EXERCISE PROMPT —
In two sentences, summarize the passage below on health care price transparency.

SELECTED EXTRACT —
- - - -
Sheila Campbell, an analyst at the Congressional Budget Office discuss that possibility in a brief on the implications of efforts to increase the transparency of health care and prescription drug prices.

Wider access to price data could give help to individuals who shop for low-priced care, and that information could be especially helpful to people who will be paying for care out of their own pockets, including people with high-deductible health plans and health savings accounts, Campbell writes.

Campbell cites evidence from one study, conducted in the 1970s and 1980s, that indicated that individuals were most likely to use price information when initially seeking care for a medical condition.

“Once they went to a doctor, subsequent spending per person was similar in the different cost-sharing arrangements,” Campbell writes.

But Campbell warns that availability of price information could lead some doctors and hospitals to price medical care less aggressively.

Hospitals would be in an especially strong position to use price information to increase prices, Campbell writes.
- - - -
Referring expression data —
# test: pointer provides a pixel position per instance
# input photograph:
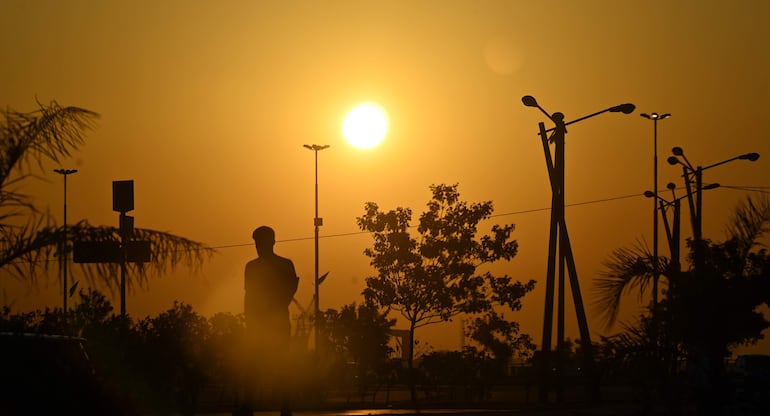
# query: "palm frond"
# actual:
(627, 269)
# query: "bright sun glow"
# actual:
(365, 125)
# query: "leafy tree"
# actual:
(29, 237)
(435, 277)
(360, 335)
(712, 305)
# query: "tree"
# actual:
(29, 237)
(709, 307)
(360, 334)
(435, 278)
- - - -
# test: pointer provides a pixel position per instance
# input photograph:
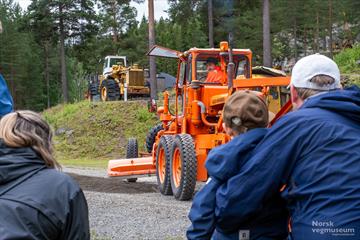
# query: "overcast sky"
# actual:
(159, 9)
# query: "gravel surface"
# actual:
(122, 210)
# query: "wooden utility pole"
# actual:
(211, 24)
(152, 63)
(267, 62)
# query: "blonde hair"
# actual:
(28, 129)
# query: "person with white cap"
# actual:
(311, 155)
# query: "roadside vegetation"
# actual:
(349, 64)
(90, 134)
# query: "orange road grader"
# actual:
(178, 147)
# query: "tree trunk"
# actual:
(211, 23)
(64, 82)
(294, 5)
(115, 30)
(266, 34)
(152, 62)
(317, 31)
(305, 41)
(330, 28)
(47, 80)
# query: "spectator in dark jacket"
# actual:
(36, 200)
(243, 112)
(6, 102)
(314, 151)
- - - -
RESULT OF THE EXERCISE —
Sheila Campbell, an analyst at the Congressional Budget Office, writes that wider access to price data could help individuals who shop for low-priced care, especially people paying out of pocket such as those with high-deductible health plans and health savings accounts. She cites a study indicating that people were most likely to use price information when first seeking care, but she warns that such information could lead some doctors and hospitals to price care less aggressively, with hospitals especially well positioned to use it to raise prices.